Instructions for the task — Transcribe the passage of the distributed systems guide below, everything from "Lamport: A distributed" down to "reaching for alternatives.", without altering a word.

These ten primitives are the vocabulary of distributed work. The
intuition that works for a single machine breaks the moment more
than one is involved — and the gap is wider than it looks.
10 primitives·~12 min read·Updated 2026
How to read this guide
Each primitive follows the same shape: the problem that arises in a
distributed setting, the mechanism that addresses it, and the
failure modes that make it harder than it looks. The
"When it fits" line at the end is the scope where you'll
actually need it.
Lamport: A distributed system is one in which the
failure of a computer you didn't even know existed can render your
own computer unusable. The primitives below are the tools that
make this survivable.
01
Consensus
Raft, Paxos, leader election — agreement under failure.
Problem
A distributed system needs to agree on shared state — who's leader, what the next log entry is — even when nodes fail or messages are dropped.
Shape
Consensus protocols (Paxos, Raft, ZAB) provide a way for a majority of nodes to agree on a single value despite failures. Raft is the most implementable; understand it before reaching for alternatives.
Watch for
Consensus is expensive — every decision requires a quorum round-trip. The FLP impossibility result also says it's unsolvable in a fully asynchronous system with even one faulty process, so every real protocol relies on timing assumptions or randomization. Use consensus sparingly, for the values that genuinely need it (leader, config, metadata), not for every write.
When it fits:
Distributed databases, configuration stores, leader election,
distributed locks. Anything where multiple nodes need a single
source of truth.
02
Message Delivery Guarantees
At-least-once, at-most-once, exactly-once — and what each really means.
Problem
Networks lose messages. Retries cause duplicates. "Exactly-once" sounds right but is much harder than it looks.
Shape
At-most-once: don't retry on uncertain outcomes; messages can be lost, never duplicated. At-least-once: retry until acked; duplicates possible. Effectively once: at-least-once plus idempotent processing or a dedup key — what most "exactly-once" libraries actually deliver. True exactly-once requires the producer, broker, and consumer side-effects to participate in the same atomic commit (Kafka transactions, transactional outbox); without that, you have idempotent retry, which is a fine answer but a different one. Pick semantics based on what the consumer can tolerate.

Data excerpt —
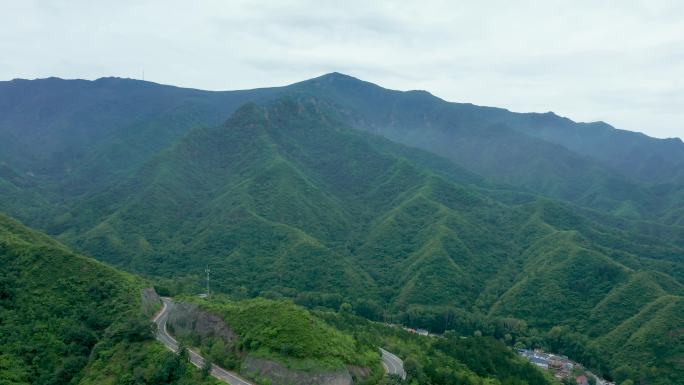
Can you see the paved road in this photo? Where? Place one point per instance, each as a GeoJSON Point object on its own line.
{"type": "Point", "coordinates": [393, 364]}
{"type": "Point", "coordinates": [197, 360]}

Worked answer —
Lamport: A distributed system is one in which the
failure of a computer you didn't even know existed can render your
own computer unusable. The primitives below are the tools that
make this survivable.
01
Consensus
Raft, Paxos, leader election — agreement under failure.
Problem
A distributed system needs to agree on shared state — who's leader, what the next log entry is — even when nodes fail or messages are dropped.
Shape
Consensus protocols (Paxos, Raft, ZAB) provide a way for a majority of nodes to agree on a single value despite failures. Raft is the most implementable; understand it before reaching for alternatives.